### Trecho selecionado
+++

"Os espelhos estão cheios de gente.
Os invisíveis nos vêem.
Os esquecidos se lembram de nós.
Quando nos vemos, os vemos.
Quando nos vamos, se vão?"
Eduardo Galeano: Espelhos

sábado, 12 de julho de 2014

O Império Romano sob os Césares e os Flavianos (14-96 d.C.)

O imperador Tibério. Artista desconhecido.
Foto: Jastrow

Otávio, apesar de ter completado a consolidação do Império, não tinha estabelecido o critério de sucessão. Mas, desde o ano de 4 d.C., tinha associado ao poder seu genro e filho adotivo Tibério, que o sucedeu após sua morte.

Nessa primeira etapa imperial, a sucessão ficou restrita a duas famílias: Júlia e Cláudia. Parentes entre si e de Augusto, essas famílias, pertencentes à antiga nobreza romana, constituíram uma dinastia patrícia.

Dinastia júlio-claudiana

Otávio
29 a.C. – 14 d.C.
Tibério
14 a 37
Calígula
37 a 41
Cláudio
41 a 54
Nero
54 a 68

Tibério (14-37), sucessor de Augusto, inaugurou uma política nitidamente centralizadora. Transformou em conselho imperial permanente o conselho de amigos criado por Augusto. Convertidos em verdadeiros ministérios, os serviços públicos foram colocados sob a direção do prefeito do pretório, transformado em primeiro ministro. Criou-se um fundo para a concessão de créditos públicos baratos à classe média, que se revoltava na Gália contra o açambarcamento das terras pelos capitalistas romanos. Estes se insurgiram. As cortes pretorianas foram colocadas às portas de Roma para reprimir as conjurações que se tramavam contra a vida do imperador. As execuções sucederam aos confiscos. Espanhóis e gauleses substituíram, no Senado, os romanos executados.

A morte de Tibério, Jean-Paul Laurens

Calígula (37-41), educado na tradição egípcia, tencionava manifestamente fazer que se admitisse em Roma a noção de poder por direito divino, que possuía como faraó do Egito. Combatido pelo Senado, que pretendia conservar para a aristocracia romana o domínio de um império submetido, foi assassinado quando se preparava para passar ao Egito.

Um imperador romano em 41 AD, Sir Lawrence Alma-Tadema

O Senado proclamou, então, a abolição do “principado” e anunciou a intenção de assumir o governo do império. Mas teve de inclinar-se diante dos pretorianos, que levaram ao trono Cláudio (41-54), tio de Calígula.

+++

### Dados extraídos
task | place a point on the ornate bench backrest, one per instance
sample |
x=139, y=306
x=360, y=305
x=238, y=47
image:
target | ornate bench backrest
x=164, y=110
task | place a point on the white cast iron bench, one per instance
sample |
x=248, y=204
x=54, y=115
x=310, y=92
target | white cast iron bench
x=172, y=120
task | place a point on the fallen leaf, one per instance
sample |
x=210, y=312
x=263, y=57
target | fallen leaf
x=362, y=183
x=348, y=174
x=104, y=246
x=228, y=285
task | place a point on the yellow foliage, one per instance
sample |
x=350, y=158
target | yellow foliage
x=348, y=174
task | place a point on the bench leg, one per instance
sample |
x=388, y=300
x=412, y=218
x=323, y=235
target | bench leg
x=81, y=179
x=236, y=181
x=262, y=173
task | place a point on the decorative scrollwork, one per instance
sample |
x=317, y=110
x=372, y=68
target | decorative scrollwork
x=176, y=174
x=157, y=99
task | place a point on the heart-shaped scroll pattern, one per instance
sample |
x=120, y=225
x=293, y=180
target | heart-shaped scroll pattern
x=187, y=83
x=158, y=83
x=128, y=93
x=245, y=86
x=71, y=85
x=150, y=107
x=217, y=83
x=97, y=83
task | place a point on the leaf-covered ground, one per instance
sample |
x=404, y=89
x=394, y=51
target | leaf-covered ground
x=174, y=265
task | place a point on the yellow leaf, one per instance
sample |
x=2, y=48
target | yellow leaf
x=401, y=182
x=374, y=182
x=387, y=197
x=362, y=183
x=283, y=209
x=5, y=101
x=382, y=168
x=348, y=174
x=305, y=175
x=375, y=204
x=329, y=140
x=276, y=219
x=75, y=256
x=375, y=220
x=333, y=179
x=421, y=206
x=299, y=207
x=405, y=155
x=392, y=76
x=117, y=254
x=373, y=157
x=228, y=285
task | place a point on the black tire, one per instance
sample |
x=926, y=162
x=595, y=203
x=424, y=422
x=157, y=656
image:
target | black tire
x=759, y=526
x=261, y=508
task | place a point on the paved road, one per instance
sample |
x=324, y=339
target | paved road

+++

### Objetivo
No trecho sobre o Império Romano, quem levou Cláudio ao trono depois que o Senado anunciou a intenção de assumir o governo?

### Resultado final
Os pretorianos.